- [Extracto del documento]
La elección del barco en lugar de la planta no es un mero tecnicismo. Es una decisión política, estratégica y profundamente ideológica. Es Milei eligiendo el mar abierto y los capitales especulativos por sobre el suelo argentino y su gente. Es la expresión material de su proyecto: un país que no piensa, no produce y no transforma, sino que se limita a extraer y embarcar, dejando afuera a millones.
Las terminales flotantes de licuefacción permanecerán operativas todo el año, lo que obliga a la construcción de un gasoducto exclusivo entre Vaca Muerta y el Golfo San Matías. Nuevamente, obra pública orientada al servicio de la exportación, sin escalas en la industria nacional ni en el consumo interno. No se trata de energía para el pueblo, sino de commodities para el mercado global. Ni siquiera se habla de abastecer a provincias con déficits estructurales de gas: el plan es claro y unívoco, embarcar todo lo posible, lo más rápido posible.
El “Hilli Episeyo”, primer buque del proyecto, comenzará a operar en 2027, con una capacidad anual de 3,5 millones de toneladas. Su gemelo, el “MKII”, aún en construcción en China, arribará en 2028 y comenzará su operación comercial hacia fin de ese año. Mientras tanto, la planta nacional queda en un cajón, las promesas de empleo en el olvido, y los discursos sobre el “valor agregado” en el ridículo.
Que el barco esté siendo construido en un astillero chino es, además, una metáfora perfecta del desguace nacional: ni siquiera la infraestructura necesaria para este modelo extractivo se produce en Argentina. No hay industria naval, no hay transferencia tecnológica, no hay apuesta al capital humano argentino. Hay sólo un Estado ausente, obediente a las lógicas del capital internacional y cada vez más alejado del mandato constitucional de promover el bienestar general.
La decisión también afecta directamente a la provincia de Río Negro, que había comenzado a planificar su desarrollo regional en función del proyecto original de planta en Sierra Grande. La cancelación deja a la región —históricamente relegada por la concentración económica en el AMBA— una vez más en la periferia, pero esta vez como plataforma de embarque para la fuga de sus propios recursos. Lo que pudo haber sido un polo energético se transforma en un puerto sin obreros.

- [Datos proporcionados]
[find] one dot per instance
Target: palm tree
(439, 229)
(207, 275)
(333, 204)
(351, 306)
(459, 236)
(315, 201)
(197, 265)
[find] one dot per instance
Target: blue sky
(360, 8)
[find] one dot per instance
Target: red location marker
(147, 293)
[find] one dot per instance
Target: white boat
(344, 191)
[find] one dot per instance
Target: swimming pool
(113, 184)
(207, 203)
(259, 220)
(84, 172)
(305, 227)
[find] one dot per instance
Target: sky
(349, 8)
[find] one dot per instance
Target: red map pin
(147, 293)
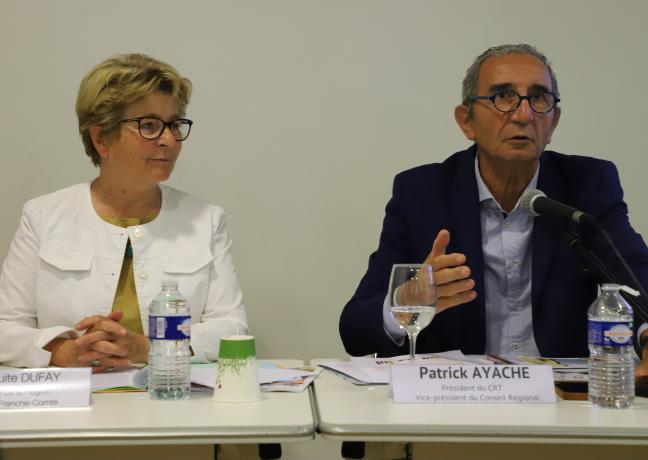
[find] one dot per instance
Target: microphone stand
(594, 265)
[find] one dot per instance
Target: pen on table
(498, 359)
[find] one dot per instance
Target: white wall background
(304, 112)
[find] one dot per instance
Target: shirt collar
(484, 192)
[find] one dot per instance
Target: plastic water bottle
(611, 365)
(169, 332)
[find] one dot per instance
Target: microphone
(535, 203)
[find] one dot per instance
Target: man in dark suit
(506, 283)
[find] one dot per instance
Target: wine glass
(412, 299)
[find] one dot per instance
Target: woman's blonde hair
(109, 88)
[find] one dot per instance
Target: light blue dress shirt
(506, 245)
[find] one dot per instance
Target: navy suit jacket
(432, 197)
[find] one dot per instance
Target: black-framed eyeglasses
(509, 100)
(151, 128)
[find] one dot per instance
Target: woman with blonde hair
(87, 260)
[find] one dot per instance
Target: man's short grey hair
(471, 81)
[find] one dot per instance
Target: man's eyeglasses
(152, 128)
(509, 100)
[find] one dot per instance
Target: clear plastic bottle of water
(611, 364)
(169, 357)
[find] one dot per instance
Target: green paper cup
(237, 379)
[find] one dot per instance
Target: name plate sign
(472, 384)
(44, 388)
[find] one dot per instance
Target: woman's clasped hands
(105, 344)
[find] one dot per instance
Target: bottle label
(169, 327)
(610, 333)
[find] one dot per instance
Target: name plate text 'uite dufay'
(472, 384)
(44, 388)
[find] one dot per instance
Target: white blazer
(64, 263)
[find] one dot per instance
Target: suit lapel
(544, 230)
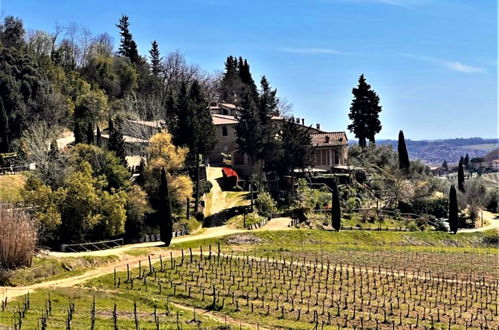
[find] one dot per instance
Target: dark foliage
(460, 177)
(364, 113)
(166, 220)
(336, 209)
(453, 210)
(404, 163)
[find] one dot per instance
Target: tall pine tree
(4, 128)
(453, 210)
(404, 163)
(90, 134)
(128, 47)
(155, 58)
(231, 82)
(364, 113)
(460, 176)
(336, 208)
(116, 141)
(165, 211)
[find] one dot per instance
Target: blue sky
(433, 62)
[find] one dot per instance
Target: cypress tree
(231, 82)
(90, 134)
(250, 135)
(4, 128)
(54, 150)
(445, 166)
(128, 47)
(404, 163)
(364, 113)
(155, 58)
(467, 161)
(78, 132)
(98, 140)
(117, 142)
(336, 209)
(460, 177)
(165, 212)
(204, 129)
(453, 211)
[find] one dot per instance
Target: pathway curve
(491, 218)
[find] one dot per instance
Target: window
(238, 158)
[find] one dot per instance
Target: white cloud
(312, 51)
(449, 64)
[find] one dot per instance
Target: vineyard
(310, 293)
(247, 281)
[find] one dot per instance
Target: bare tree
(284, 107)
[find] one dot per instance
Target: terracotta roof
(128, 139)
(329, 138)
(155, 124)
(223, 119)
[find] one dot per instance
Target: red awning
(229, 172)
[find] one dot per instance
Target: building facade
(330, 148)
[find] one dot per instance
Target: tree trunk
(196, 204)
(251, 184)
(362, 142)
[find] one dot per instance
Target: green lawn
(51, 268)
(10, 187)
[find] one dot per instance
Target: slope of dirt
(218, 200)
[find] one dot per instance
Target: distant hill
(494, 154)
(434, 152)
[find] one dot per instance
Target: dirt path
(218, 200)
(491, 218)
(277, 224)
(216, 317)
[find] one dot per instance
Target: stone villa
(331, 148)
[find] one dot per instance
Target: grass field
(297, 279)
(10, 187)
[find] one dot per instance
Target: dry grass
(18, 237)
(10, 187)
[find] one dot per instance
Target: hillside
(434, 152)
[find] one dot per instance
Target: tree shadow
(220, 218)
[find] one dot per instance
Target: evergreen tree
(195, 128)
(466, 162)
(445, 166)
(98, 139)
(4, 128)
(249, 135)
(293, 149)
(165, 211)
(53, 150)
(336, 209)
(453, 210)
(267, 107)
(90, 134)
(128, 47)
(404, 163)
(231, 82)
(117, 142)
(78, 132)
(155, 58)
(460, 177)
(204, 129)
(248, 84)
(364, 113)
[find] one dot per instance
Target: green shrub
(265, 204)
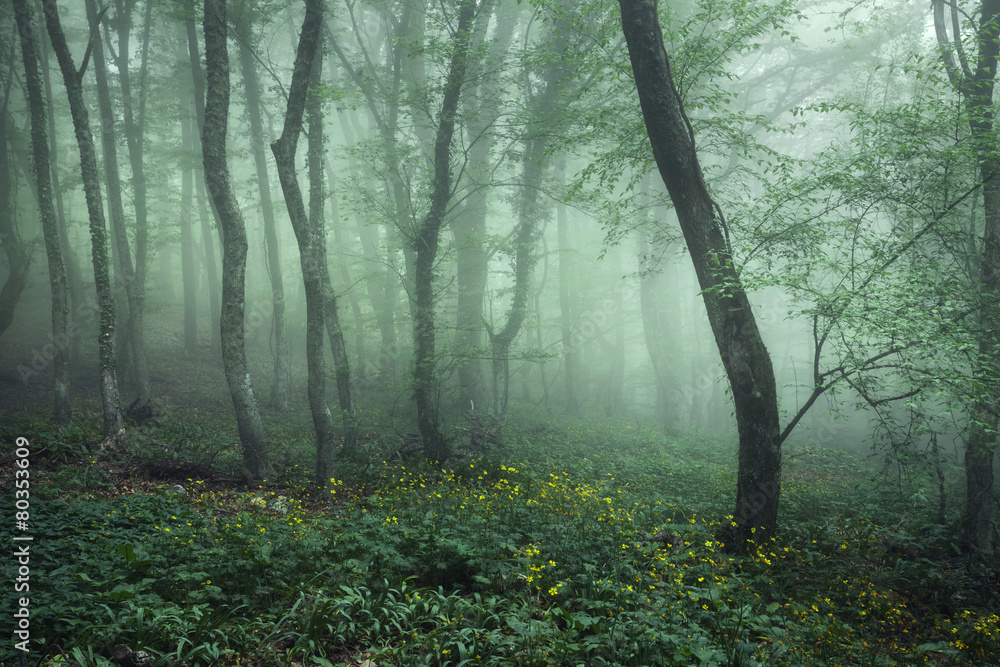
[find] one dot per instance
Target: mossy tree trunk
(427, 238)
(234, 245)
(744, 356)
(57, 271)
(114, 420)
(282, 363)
---
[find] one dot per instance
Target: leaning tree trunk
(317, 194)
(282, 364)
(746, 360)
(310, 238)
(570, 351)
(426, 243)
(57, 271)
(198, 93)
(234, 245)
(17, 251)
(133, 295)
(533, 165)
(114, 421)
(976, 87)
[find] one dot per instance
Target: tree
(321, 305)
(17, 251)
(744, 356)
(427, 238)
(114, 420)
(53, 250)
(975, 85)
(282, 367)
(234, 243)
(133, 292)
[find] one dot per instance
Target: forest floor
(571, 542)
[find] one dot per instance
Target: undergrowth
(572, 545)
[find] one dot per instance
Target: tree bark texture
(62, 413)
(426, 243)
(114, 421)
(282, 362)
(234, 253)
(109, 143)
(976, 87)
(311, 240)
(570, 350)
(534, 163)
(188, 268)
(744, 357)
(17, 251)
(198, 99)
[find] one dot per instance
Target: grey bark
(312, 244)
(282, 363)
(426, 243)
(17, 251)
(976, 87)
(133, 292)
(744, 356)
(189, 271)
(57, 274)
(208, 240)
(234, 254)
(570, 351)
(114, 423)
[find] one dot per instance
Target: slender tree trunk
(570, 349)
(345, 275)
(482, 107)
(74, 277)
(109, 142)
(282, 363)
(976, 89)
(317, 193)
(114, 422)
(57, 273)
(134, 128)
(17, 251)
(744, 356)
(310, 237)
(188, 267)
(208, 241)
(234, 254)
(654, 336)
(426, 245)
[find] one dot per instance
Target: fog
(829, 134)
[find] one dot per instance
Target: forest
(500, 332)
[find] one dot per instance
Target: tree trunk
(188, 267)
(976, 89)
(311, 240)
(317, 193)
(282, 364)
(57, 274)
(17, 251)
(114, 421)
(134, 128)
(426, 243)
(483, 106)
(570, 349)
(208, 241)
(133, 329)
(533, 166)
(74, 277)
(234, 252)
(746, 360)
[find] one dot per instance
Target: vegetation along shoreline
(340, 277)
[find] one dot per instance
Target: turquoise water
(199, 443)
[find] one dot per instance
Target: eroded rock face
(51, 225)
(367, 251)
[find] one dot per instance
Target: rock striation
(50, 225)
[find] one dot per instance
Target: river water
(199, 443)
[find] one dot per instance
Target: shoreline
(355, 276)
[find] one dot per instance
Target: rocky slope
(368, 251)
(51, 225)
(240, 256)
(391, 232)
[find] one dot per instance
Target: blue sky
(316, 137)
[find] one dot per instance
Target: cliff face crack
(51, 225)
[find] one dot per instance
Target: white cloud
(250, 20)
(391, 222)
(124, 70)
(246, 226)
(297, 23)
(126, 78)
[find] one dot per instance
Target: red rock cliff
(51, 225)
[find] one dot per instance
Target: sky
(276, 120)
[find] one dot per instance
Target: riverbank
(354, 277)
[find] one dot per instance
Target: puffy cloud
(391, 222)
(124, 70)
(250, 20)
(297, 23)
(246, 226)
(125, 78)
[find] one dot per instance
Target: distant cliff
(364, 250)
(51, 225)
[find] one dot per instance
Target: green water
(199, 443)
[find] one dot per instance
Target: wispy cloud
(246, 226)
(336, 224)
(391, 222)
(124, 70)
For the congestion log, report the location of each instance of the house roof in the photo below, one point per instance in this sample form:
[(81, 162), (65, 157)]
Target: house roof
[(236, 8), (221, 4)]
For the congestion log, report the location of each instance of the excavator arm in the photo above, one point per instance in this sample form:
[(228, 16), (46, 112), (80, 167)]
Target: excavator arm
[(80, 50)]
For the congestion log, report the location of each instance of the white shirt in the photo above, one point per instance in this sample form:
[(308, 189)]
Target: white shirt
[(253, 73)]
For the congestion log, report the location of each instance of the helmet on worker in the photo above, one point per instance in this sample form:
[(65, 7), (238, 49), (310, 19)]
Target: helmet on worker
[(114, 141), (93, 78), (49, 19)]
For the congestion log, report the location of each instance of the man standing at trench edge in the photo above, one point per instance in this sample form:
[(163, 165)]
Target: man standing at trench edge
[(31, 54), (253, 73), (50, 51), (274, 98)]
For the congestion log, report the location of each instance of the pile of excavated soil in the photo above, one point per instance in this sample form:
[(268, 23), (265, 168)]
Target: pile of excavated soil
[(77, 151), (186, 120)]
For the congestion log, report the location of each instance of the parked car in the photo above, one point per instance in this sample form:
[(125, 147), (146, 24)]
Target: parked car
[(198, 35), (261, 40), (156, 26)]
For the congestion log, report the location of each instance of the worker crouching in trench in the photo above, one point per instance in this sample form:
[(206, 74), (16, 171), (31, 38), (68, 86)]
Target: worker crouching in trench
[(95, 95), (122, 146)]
* * *
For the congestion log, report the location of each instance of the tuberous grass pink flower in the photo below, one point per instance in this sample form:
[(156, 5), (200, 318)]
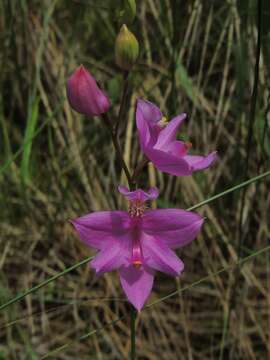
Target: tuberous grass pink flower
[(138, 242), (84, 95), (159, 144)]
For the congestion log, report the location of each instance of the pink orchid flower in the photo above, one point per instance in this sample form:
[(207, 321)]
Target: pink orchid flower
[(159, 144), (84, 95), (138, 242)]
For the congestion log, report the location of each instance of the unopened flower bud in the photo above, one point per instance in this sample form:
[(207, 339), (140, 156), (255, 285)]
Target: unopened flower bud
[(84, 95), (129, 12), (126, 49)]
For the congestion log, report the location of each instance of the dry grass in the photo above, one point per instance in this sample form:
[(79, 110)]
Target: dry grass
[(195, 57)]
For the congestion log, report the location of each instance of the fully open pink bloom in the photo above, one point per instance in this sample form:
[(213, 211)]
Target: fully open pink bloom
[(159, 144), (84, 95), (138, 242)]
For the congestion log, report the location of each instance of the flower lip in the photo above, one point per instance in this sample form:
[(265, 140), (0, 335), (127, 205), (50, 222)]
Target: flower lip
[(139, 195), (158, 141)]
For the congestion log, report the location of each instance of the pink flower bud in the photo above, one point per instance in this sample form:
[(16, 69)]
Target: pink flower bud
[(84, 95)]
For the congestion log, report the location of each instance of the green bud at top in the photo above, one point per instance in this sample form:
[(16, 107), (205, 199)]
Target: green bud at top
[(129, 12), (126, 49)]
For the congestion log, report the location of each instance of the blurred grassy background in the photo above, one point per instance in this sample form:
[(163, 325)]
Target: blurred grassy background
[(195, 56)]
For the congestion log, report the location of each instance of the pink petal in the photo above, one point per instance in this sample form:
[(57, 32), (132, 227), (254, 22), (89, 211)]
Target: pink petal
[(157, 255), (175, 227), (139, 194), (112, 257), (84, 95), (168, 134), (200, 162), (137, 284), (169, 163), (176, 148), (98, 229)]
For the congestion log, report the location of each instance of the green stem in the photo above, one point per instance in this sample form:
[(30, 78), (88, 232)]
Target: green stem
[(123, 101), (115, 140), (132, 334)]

- [Tarea A]
Según el texto sobre el proyecto de exportación de gas, ¿en qué año comenzará a operar el “Hilli Episeyo”?
- [Tarea B]
Transcriba del texto sobre el proyecto de exportación de gas el fragmento que se abre con las palabras que contienen "Que el barco" y se cierra con "el bienestar general.".
- [Tarea C]
Prosiga el texto sobre el proyecto de exportación de gas a partir de su última oración.
Los datos constituyen un material independiente del texto.

- [Respuesta A]
En 2027.

- [Respuesta B]
Que el barco esté siendo construido en un astillero chino es, además, una metáfora perfecta del desguace nacional: ni siquiera la infraestructura necesaria para este modelo extractivo se produce en Argentina. No hay industria naval, no hay transferencia tecnológica, no hay apuesta al capital humano argentino. Hay sólo un Estado ausente, obediente a las lógicas del capital internacional y cada vez más alejado del mandato constitucional de promover el bienestar general.

- [Respuesta C]
El acuerdo también evidencia el rol subalterno de YPF dentro del nuevo esquema energético. Con sólo un 25% de participación, la empresa estatal no dirige, no planifica ni lidera el proyecto. Lejos de ser una herramienta estratégica del Estado, se la relega al rol de socio minoritario de una operación definida por intereses privados. La empresa que fue emblema de soberanía energética durante años, hoy aparece como un apéndice útil para facilitar negocios con firmas extranjeras.
Todo esto ocurre bajo el paraguas discursivo de la “eficiencia”, la “competitividad” y el “libre mercado”. Milei vende esta entrega como un logro, una muestra de modernización, cuando en realidad es un paso más hacia el vaciamiento del Estado y la entrega de recursos estratégicos. El modelo que propone no es nuevo ni revolucionario: es el viejo extractivismo periférico, aggiornado con frases de Hayek y videos virales en TikTok.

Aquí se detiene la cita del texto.